In the stretch of rows from the start through the line that contains "[[[3,0],[33,50],[256,51],[255,0]],[[210,37],[204,37],[207,32]]]", replace "hazy sky" with "misty sky". Write out only that stretch, leaving everything else unchanged.

....

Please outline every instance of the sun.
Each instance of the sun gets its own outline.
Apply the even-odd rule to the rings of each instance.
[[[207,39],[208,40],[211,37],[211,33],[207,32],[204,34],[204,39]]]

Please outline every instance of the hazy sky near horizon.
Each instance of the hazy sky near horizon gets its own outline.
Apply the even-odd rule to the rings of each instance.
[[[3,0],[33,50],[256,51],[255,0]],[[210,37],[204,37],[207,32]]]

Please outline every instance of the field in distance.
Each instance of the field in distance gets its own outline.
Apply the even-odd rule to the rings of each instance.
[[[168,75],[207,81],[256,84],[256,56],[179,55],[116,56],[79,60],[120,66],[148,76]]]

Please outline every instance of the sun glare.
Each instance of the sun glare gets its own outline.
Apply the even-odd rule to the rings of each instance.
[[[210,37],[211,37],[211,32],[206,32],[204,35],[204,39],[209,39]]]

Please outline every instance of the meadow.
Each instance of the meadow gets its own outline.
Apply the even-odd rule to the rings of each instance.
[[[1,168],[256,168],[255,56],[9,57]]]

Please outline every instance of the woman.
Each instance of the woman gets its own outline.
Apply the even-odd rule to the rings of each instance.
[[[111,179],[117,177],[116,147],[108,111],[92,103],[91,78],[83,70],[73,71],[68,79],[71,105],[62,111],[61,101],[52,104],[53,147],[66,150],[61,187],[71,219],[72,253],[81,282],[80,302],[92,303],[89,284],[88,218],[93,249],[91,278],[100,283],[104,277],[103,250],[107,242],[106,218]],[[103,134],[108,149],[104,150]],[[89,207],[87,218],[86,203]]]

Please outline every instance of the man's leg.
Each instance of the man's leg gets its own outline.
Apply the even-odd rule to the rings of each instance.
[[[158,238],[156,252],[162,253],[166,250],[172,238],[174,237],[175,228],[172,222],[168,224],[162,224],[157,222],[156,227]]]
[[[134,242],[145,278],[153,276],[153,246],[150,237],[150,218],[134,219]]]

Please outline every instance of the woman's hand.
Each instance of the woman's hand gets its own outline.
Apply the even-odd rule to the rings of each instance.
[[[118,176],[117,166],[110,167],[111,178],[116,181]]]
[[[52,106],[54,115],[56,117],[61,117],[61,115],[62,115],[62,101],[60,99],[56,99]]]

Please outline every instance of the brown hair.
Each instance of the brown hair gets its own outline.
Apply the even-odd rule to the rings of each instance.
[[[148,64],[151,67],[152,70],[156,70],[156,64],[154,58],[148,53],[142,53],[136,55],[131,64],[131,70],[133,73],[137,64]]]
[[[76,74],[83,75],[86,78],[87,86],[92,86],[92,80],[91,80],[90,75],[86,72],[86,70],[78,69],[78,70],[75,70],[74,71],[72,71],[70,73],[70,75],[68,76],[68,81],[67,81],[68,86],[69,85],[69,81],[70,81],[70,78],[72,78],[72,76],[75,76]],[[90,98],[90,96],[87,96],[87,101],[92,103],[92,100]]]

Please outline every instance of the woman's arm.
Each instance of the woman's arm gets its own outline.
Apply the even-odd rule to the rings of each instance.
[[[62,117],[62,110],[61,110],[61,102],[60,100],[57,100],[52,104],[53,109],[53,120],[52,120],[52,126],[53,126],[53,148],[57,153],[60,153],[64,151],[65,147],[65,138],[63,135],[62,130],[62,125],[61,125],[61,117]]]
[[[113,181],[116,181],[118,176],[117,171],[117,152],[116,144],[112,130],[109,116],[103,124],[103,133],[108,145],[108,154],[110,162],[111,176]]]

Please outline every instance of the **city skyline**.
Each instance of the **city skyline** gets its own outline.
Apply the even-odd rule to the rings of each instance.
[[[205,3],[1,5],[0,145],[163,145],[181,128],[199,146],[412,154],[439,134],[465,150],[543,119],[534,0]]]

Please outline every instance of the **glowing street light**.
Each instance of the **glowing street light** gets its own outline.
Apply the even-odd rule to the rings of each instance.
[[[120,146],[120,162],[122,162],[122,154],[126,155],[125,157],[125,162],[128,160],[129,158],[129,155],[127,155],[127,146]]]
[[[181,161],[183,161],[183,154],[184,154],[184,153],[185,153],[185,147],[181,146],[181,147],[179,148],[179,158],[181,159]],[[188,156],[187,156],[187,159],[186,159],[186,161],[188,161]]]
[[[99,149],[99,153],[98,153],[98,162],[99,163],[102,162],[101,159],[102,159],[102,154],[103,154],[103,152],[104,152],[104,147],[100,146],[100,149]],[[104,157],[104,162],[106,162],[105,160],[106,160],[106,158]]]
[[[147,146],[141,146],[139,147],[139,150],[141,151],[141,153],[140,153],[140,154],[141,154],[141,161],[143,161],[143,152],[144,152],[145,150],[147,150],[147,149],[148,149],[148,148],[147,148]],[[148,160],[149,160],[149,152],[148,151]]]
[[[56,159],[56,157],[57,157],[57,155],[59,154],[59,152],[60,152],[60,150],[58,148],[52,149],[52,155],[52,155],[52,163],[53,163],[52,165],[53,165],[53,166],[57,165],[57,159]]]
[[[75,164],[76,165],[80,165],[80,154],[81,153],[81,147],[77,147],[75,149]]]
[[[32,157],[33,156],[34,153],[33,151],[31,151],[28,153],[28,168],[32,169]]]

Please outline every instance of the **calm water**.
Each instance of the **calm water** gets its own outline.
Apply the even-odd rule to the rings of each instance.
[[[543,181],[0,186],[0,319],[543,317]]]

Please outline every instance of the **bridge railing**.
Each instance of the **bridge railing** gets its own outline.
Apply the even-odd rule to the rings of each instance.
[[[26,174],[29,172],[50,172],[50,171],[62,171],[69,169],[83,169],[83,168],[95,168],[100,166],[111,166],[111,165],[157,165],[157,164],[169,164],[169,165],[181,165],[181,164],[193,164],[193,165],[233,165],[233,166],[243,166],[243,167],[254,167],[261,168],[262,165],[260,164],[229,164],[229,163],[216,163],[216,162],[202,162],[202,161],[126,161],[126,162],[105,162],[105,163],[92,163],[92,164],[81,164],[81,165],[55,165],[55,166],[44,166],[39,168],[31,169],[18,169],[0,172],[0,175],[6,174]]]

....

- **Task output**
Please outline every instance of the sun.
Each instance of the sun gets its own outline.
Apply the even-odd rule to the rings of each instance.
[[[207,39],[208,40],[211,37],[211,33],[207,32],[204,34],[204,39]]]

Please outline every instance of the misty sky near horizon.
Each instance of the misty sky near horizon gets its own outline.
Apply the even-odd rule to the rings of each instance.
[[[3,0],[33,50],[256,51],[255,0]],[[210,37],[204,37],[207,32]]]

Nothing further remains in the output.